**Soal 1**
Jawab pertanyaan berikut berdasarkan bacaan tentang politik Orde Baru.
(a) Partai politik dibonsai menjadi berapa?
(b) Apa kepanjangan Malari?
(c) Siapa yang memegang remote control partai yang disebut "parpol plus plus"?

**Teks Bacaan**
=====
Awal 1970-an, di era Orde Baru (Orba) konsolidasi politik Presiden Soeharto digenjot habis. Panggung politik Orba dilatari “bangkai dan bau darah korban G30-S” membungkus Soeharto dengan semacam kharisma ketakutan massa. Fungsi panglima tertinggi dimainkan efektif sehingga ia sepenuhnya mengontrol-kendalikan TNI dan Polri. Partai-partai politik (parpol) dibonsai menjadi hanya 3 (tepatnya, dalam sebutan Soeharto hanya dua parpol dan Sekretariat Bersama Golongan Kekaryaan). Itu pun, dua yang disebut parpol itu seperti diikat dengan rantai kendali yang hanya bergerak menurut kemauan penguasa. 

 Meski satunya yang esensinya adalah  “parpol plus plus” bergerak bebas, tetapi remote control-nya digenggaman Dewan Pembina, yaitu Presiden.  Setelah peristiwa Malari (Malapetaka Limabelas Januari) 1974, konsolidasi politik Soeharto makin gencar. Seruan back to kampus mengamputasi atau mengkanalisasi gerakan massa mahasiswa dan kaum intelektual sebagai kekuatan utama penggerak parlemen jalanan ke kandang. Gerak massa jadi beku.
=====
**Soal 2**
Cetak ulang baris-baris dari daftar di bawah tanpa mengubah apa pun, mulai dari baris yang memuat "Please tag the glass base" sampai baris yang memuat "column 329, row 79". Kedua baris itu ikut dicetak.
=====
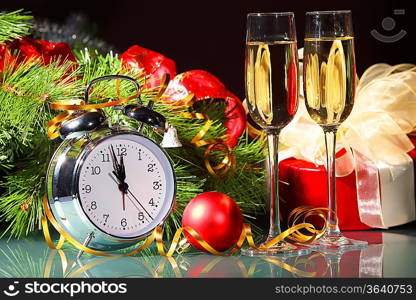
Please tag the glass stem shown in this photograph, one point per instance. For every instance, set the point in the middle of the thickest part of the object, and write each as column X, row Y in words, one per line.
column 273, row 143
column 330, row 142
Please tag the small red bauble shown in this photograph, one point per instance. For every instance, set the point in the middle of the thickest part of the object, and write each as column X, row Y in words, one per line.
column 217, row 219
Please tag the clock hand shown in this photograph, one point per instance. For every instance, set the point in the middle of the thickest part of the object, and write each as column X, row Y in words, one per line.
column 119, row 170
column 129, row 192
column 114, row 159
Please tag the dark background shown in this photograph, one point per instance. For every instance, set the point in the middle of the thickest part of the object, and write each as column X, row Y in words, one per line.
column 210, row 35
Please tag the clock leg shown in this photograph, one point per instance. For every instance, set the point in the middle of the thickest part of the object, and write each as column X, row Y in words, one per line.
column 85, row 244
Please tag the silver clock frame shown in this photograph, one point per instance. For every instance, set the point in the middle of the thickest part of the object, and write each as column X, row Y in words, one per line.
column 63, row 194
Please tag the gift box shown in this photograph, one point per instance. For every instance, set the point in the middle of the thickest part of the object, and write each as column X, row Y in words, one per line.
column 307, row 186
column 375, row 161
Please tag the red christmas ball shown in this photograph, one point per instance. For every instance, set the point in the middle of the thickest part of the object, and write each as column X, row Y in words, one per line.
column 217, row 219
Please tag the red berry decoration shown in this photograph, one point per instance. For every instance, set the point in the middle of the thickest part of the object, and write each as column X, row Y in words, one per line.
column 217, row 219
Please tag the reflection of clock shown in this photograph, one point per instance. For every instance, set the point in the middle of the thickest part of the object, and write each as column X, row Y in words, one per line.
column 113, row 185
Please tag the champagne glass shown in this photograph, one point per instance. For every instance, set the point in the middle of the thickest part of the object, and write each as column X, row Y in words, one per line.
column 271, row 75
column 329, row 88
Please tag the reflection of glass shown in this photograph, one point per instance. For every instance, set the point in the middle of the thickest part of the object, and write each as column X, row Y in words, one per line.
column 271, row 73
column 329, row 88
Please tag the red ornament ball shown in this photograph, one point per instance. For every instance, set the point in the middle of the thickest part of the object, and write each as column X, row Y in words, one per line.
column 217, row 219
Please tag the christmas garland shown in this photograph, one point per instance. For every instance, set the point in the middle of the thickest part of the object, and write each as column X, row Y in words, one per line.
column 216, row 153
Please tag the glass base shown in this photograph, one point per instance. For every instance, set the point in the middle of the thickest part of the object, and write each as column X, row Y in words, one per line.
column 281, row 249
column 336, row 242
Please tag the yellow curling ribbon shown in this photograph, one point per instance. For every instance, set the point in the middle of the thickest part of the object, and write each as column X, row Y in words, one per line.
column 214, row 144
column 293, row 233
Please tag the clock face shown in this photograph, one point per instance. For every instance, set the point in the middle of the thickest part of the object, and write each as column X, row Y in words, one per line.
column 132, row 206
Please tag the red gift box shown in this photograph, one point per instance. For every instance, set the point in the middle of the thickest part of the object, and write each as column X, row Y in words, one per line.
column 307, row 186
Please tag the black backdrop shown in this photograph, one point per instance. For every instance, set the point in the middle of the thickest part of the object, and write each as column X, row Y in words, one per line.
column 209, row 35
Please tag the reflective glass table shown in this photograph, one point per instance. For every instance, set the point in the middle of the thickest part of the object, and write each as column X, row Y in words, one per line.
column 391, row 253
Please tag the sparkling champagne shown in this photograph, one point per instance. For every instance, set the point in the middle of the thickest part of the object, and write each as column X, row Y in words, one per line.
column 272, row 82
column 329, row 79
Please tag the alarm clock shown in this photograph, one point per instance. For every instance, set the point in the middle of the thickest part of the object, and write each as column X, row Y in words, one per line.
column 107, row 186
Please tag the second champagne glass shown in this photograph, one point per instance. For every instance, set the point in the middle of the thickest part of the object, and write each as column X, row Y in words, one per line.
column 329, row 82
column 271, row 73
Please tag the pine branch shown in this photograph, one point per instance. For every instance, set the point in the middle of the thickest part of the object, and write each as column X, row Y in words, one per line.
column 14, row 25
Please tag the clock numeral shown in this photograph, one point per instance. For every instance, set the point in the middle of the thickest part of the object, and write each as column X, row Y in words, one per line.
column 121, row 151
column 106, row 216
column 141, row 216
column 88, row 189
column 150, row 167
column 156, row 185
column 95, row 170
column 105, row 157
column 123, row 222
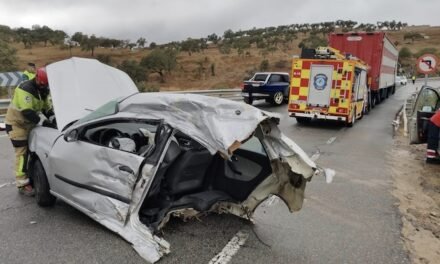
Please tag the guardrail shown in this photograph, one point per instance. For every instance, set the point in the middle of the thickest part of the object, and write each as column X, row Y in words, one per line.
column 231, row 94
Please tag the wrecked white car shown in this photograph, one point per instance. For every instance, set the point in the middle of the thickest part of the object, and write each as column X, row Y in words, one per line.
column 141, row 158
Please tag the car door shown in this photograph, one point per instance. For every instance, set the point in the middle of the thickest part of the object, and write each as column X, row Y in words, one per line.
column 427, row 102
column 276, row 83
column 97, row 179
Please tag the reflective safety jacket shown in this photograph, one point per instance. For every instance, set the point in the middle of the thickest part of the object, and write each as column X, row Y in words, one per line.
column 27, row 75
column 26, row 105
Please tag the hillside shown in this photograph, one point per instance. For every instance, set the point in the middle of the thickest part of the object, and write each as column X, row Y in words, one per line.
column 195, row 71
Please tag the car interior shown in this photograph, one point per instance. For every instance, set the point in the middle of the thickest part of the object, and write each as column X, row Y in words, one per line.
column 190, row 177
column 134, row 137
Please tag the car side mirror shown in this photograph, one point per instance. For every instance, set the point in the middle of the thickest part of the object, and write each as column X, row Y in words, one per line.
column 71, row 136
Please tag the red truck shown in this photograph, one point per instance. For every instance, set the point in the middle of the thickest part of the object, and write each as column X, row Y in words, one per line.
column 378, row 52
=====
**Jawaban 1**
(a) Menjadi hanya 3.
(b) Malapetaka Limabelas Januari.
(c) Dewan Pembina, yaitu Presiden.

**Jawaban 2**
Please tag the glass base shown in this photograph, one point per instance. For every instance, set the point in the middle of the thickest part of the object, and write each as column X, row Y in words, one per line.
column 281, row 249
column 336, row 242
Please tag the yellow curling ribbon shown in this photograph, one point per instance. For every instance, set the point in the middle of the thickest part of the object, and write each as column X, row Y in words, one per line.
column 214, row 144
column 293, row 233
Please tag the clock face shown in this photograph, one point per instance. For every instance, set the point in the middle of the thickest part of the object, and write each as column X, row Y in words, one per line.
column 132, row 206
Please tag the red gift box shown in this photograph, one point per instance. For every instance, set the point in the middle of the thickest part of the object, and write each as column X, row Y in words, one per line.
column 307, row 186
Please tag the black backdrop shown in this photograph, one point per instance. For every instance, set the point in the middle of the thickest part of the object, and write each as column X, row Y in words, one per line.
column 209, row 35
Please tag the reflective glass table shown in this photograph, one point per instance. For every instance, set the point in the middle of the thickest part of the object, and write each as column X, row Y in words, one per line.
column 391, row 253
Please tag the sparkling champagne shown in this photograph, one point per instance. For every instance, set the point in the middle of the thickest part of the object, and write each as column X, row Y in words, one per line.
column 272, row 82
column 329, row 79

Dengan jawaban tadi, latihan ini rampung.